▶ _EXTRACT TO READ_
= Beginning of Section =
Integrated Eye Health Project For Central Australia

The Commonwealth Government will spend $184,000 over the next 12 months to develop an improved model to deliver eye care for people in Central Australia.

The funding will employ an eye health program manager as part of a broader government-community eye-health partnership in Central Australia, Minister for Health and Ageing, Tony Abbott, said today.

“The eye health program manager will work to better co-ordinate existing eye-health service delivery arrangements. One of the objectives will be to cut waiting lists for eye surgery in Central Australia. This will include additional sessions of eye surgery at the Alice Springs Hospital,” Mr Abbott said.

The partnership includes the Commonwealth Government, the Fred Hollows Foundation, the Northern Territory Department of Health and Community Services, the Central Australian Aboriginal Congress, Anyinginyi Health Aboriginal Corporation, and the Eye Foundation.
= End of Section =
▶ _SOURCE DATA_
= Beginning of Section =
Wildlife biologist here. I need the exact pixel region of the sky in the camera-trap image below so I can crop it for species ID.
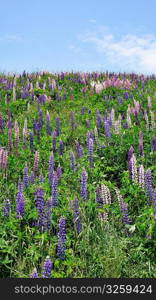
= End of Section =
▶ _PROBLEMS TO SOLVE_
a) According to the Central Australia eye health announcement, what will the new eye health program manager work to achieve? Answer in one to three sentences.
b) In the Central Australia eye health announcement, how much will the Commonwealth Government spend, and over what period?
c) Carry on the announcement about the Central Australia eye health project from its last sentence.

▶ _ANSWERS FOR THE TASKS_
a) The manager will work to better co-ordinate existing eye-health service delivery arrangements. One objective is to cut waiting lists for eye surgery in Central Australia, including through additional sessions of eye surgery at the Alice Springs Hospital.

b) $184,000 over the next 12 months.

c)
Central Australian Aboriginal Congress and Anyinginyi Health Aboriginal Corporation will work with the hospital to ensure Aboriginal patients throughout the region are appropriately cared for before and after the necessary surgical procedures.

Brian Doolan, CEO of the Fred Hollows Foundation, said the partnership had adopted “a no-nonsense approach, the way Professor Fred Hollows did things – practical solutions to health problems in Central Australia.

“All the parties have come to the table and are keen to identify and knock over obstacles. There are certainly more difficulties for people in places like Docker River to get access to good eye health services than there are for the residents of Double Bay in Sydney. Those difficulties are exactly what we have joined together to overcome.”

The program covers an area of 1.6 million square kilometers of Central Australia, making it geographically one of the largest integrated eye health programs in the world.

The Northern Territory Minister for Health, Chris Burns, praised the Fred Hollows Foundation for this new chapter in its long history of improving eye health in Aboriginal people.

“This project contributes to the very worthy work of Fred Hollows himself,” Dr Burns said. “It represents an important partnership between the government and the non-government sector to improve Aboriginal health. The Territory Government is proud to support this initiative with more than $86,000 in theatre consumables and office space, and the expertise of an ophthalmologist from Alice Springs Hospital.”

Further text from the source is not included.